- Text extract

☆ ☆ ☆ ☆

The Chinese stock market, which had been sluggish amid a real estate-driven economic crisis, made a surprising rebound on the 28th. The Chinese government's decision to cut the stock transaction stamp duty for the first time in 15 years to revitalize the stock market appears to have boosted investor sentiment.
On that day, the CSI300 index, which focuses on large-cap stocks, closed at 3752.62, up 1.17% from the previous session. The index surged as much as 5.5% shortly after the market opened but gave up most of the gains as profit-taking sales emerged. The Hang Seng Index also closed at 18,157.62, up 1.12% from the previous session. Since the beginning of the year, the CSI300 index has fallen 4.2% (based on the previous trading day's close), while the Hang Seng Index has plunged 9.2%.
The stock market stimulus measures announced by the Chinese government the day before acted as a driving force for the stock price increase. The Ministry of Finance of China announced that from that day, the stock transaction stamp duty would be lowered from the current 0.1% to 0.05%, half the previous rate. This is the first reduction in 15 years since the stamp duty was lowered to 0.1% during the 2008 global financial crisis when the stock market plummeted.

☆ ☆ ☆ ☆

- Task set
a: In the article on China's stock market, what did the Ministry of Finance set the stock transaction stamp duty to?
b: From the article on China's stock market, extract everything from "The Chinese stock" down to "boosted investor sentiment.".
The listing has no connection to the article on China's stock market.

- Data extract
☆ ☆ ☆ ☆

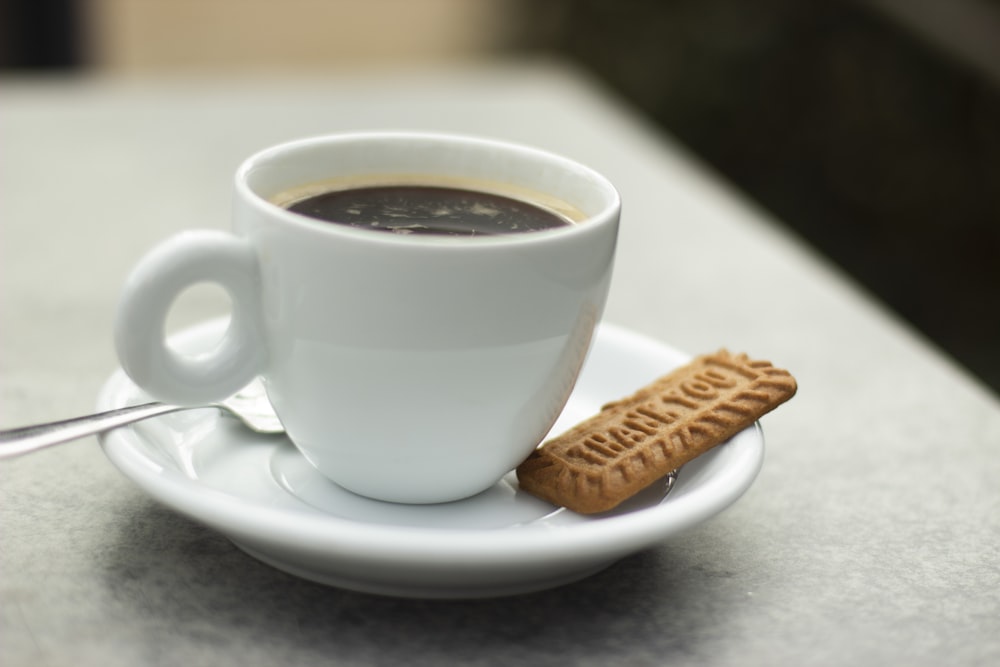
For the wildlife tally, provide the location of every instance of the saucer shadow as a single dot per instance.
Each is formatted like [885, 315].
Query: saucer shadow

☆ ☆ ☆ ☆

- Answers for the exercise
a: It was lowered from 0.1% to 0.05%.

b:
The Chinese stock market, which had been sluggish amid a real estate-driven economic crisis, made a surprising rebound on the 28th. The Chinese government's decision to cut the stock transaction stamp duty for the first time in 15 years to revitalize the stock market appears to have boosted investor sentiment.